**Problems to work on**
1: In the forum question on persistent DBSCAN cluster IDs, what should happen when the same data is clustered twice?
2: From the forum question on persistent DBSCAN cluster IDs, return the passage that opens with the words containing "Selection of another" and closes with "data is added.".
3: Resume the forum question on persistent DBSCAN cluster IDs, picking up after its final sentence.

**Passage given**
§ §

When executing the DBSCAN algorithm over multiple runs on similar data (but not the same), I would like to generate persistent ID's so we can monitor how the clusters changed over time.
Selection of another algorithm is not possible. This question also applies to similar stochastic methods such as k-means.
The goal is to minimize the % of cluster ID changes (assignments) for the same observations over time when new data is added.
i.e.: clustering on the same data twice should yield exactly the same ID numbers and the IDs contain the same points. If there are new clusters, new IDs are generated, etc.
EDIT
The goal is also to be able to reference the information contained in the clusters via third-party applications (not just for analysis).
e.g.: clustering of StackExchange questions, when you read one question, you might like to read other questions of the same type (cluster). Clusters IDs have been assigned to these questions but one would like for practical reasons be able to use the same cluster IDs to reference the same group of documents over time (multiple reclustering)

§ §

(A run of rows)
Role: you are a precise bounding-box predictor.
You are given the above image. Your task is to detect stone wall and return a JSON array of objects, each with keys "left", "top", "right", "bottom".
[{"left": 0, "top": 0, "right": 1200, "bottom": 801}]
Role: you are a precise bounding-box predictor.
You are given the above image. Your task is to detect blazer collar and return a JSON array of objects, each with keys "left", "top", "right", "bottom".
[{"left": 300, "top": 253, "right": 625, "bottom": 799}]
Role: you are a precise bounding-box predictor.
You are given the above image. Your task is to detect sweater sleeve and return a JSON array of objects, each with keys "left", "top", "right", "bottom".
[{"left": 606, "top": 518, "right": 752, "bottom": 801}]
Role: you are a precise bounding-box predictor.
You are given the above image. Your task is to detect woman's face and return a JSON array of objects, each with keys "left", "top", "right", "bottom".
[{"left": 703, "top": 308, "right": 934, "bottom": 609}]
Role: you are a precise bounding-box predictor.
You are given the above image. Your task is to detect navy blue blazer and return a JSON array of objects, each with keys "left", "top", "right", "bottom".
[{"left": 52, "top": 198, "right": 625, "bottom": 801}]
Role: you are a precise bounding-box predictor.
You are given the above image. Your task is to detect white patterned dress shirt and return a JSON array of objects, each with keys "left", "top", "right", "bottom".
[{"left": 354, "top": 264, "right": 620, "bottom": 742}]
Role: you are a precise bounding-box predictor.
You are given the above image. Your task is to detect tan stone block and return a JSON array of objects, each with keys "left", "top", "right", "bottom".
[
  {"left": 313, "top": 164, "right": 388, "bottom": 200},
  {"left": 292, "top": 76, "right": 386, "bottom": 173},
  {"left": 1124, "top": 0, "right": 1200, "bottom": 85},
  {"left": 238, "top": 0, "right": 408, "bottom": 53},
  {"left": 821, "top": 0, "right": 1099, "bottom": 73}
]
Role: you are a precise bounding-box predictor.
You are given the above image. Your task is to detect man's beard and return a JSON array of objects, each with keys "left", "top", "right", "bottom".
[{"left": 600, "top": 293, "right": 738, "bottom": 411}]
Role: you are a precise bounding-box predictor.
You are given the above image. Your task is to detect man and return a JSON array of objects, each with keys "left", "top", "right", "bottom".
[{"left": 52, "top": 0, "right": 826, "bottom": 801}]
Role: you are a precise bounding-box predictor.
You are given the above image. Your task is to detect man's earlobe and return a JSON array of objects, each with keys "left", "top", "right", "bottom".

§ §

**Exercise results**
1: It should yield exactly the same ID numbers, with the IDs containing the same points.

2:
Selection of another algorithm is not possible. This question also applies to similar stochastic methods such as k-means.
The goal is to minimize the % of cluster ID changes (assignments) for the same observations over time when new data is added.

3:
Example
{A, B}, {C, D}
are assigned cluster IDs 1, 2
In a future iteration, the clusters change to:
{A}, {B,C,D}
.
The cluster IDs remain at 1, 2
. (going by the most common cluster ID of every item from the previous iteration. for B, C, D
IDs were (1,2,2) so we choose 2)
If instead, the clusters become:
{A, B}, {C}, {D}
, cluster ID's may be assigned 1, 2, 3
or 1, 3, 2
because both possible answers minimize the number of cluster ID changes for items in the cluster.
If instead, the clusters become:
{A}, {B}, {C}, {D}
, cluster ID's may be assigned in a way that the maximum number of items are assigned the same IDs from the old clusters: cluster ID 1
is assigned to A
or B
, and cluster ID 2 is assigned to one of C
or D
and the new clusters are assigned ID's 3, 4
.